[Start of Attachment]

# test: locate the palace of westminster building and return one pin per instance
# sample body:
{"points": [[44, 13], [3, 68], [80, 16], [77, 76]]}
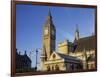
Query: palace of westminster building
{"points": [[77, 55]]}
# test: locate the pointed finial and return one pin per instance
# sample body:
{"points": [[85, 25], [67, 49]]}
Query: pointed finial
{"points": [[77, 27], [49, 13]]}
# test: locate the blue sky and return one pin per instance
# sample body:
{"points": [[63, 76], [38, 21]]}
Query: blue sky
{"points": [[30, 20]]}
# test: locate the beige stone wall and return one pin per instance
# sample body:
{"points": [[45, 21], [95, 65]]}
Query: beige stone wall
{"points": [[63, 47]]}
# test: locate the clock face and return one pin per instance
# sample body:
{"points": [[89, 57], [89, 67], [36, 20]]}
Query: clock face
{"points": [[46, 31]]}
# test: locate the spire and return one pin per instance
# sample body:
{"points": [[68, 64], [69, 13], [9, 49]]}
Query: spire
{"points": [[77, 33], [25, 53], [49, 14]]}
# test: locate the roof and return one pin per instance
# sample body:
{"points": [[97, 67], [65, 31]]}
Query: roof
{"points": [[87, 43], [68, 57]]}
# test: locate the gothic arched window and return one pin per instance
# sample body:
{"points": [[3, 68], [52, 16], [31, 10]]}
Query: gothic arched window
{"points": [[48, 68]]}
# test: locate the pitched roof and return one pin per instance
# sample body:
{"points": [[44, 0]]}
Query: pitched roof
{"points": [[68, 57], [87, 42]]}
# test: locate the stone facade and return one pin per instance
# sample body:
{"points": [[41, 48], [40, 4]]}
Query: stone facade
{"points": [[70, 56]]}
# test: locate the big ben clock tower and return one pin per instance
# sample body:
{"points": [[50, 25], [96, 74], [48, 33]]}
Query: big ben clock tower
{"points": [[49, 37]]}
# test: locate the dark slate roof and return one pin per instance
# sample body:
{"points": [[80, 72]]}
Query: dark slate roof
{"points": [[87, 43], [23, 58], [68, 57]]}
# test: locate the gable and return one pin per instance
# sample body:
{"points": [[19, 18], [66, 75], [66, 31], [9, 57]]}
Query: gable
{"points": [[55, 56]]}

[End of Attachment]

[Task objective] Output each line of the records exactly. Any picture is skipped.

[Output for this task]
# test: locate the palace of westminster building and return one pin per instance
# sample body:
{"points": [[44, 13], [3, 68], [80, 16], [77, 76]]}
Query: palace of westminster building
{"points": [[77, 55]]}
# test: locate the pointed finial and return one pin per instance
# sample body:
{"points": [[85, 25], [67, 49]]}
Query: pointed finial
{"points": [[77, 27], [49, 13]]}
# test: locate the blue sky and return one pin per instance
# sample body:
{"points": [[63, 76], [38, 21]]}
Query: blue sky
{"points": [[30, 20]]}
# test: locate the beige stone wall and return one pin per instance
# sample body:
{"points": [[45, 21], [95, 65]]}
Query: beige stone wall
{"points": [[63, 47]]}
# test: locate the clock face and return one pin per instance
# sample body:
{"points": [[89, 57], [89, 67], [36, 20]]}
Query: clock face
{"points": [[46, 31]]}
# test: locate the spire and return one pin per instance
# sample body:
{"points": [[68, 64], [69, 13], [9, 49]]}
Query: spire
{"points": [[77, 33], [25, 53], [49, 14]]}
# test: locate the roof and return one pin per instance
# sample body:
{"points": [[97, 67], [65, 31]]}
Query: roof
{"points": [[87, 43], [68, 57]]}
# test: locate the gothic arched window and return one pin per instance
# sample body:
{"points": [[3, 68], [52, 16], [31, 10]]}
Query: gothic arched window
{"points": [[48, 68]]}
# test: locate the pitched roof and return one pin per instance
# sample body:
{"points": [[44, 0]]}
Query: pitched roof
{"points": [[68, 57], [87, 42]]}
# test: locate the stone facade and return one pin per instance
# sample body:
{"points": [[41, 48], [40, 4]]}
Query: stone facade
{"points": [[70, 56]]}
# test: locate the big ben clock tower and return one pin per instance
# sample body:
{"points": [[50, 25], [96, 74], [48, 33]]}
Query: big ben clock tower
{"points": [[49, 37]]}
# test: locate the dark slate roof and return one pin per instance
# sample body:
{"points": [[80, 72]]}
Query: dark slate roof
{"points": [[87, 43], [23, 58], [68, 57]]}
# test: locate the gable and return one pin per instance
# sample body:
{"points": [[19, 18], [66, 75], [66, 31], [9, 57]]}
Query: gable
{"points": [[55, 56]]}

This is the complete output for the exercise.